— Start Dataset entries —

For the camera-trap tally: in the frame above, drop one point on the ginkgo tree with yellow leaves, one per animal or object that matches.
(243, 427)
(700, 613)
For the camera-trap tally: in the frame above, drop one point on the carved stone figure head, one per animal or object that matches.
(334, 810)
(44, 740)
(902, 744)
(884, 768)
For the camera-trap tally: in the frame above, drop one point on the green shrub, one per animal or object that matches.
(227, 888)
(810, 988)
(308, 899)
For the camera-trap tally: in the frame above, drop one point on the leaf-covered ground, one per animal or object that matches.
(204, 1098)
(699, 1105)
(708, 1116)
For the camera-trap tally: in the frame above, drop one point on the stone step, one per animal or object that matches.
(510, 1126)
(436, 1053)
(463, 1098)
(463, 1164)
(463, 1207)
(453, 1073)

— End Dataset entries —

◆ Set problem
Reproduce every row above verbatim, in the same order.

◆ Task answer
For the camera-trap tally: in the frame above, drop one point on the ginkgo tree with yellow leaves, one per animal or object that matches.
(243, 427)
(700, 613)
For the camera-trap tally: in the frame above, drop one point on the carved stone figure head, one per animal or object that matches.
(334, 810)
(44, 740)
(902, 744)
(884, 768)
For the camera-trap tally: in the frame above, drop one point on the green shrub, one per animal or object that matches.
(227, 888)
(810, 988)
(308, 899)
For the camera-trap tally: in the frame above, drop one point on the leaf-covered ground, one per animal or object that matches.
(204, 1098)
(699, 1105)
(708, 1116)
For the camera-trap tally: in the frame above, drop one point on the stone step, one per animal or object that matches.
(510, 1126)
(436, 1053)
(463, 1098)
(463, 1164)
(463, 1207)
(453, 1073)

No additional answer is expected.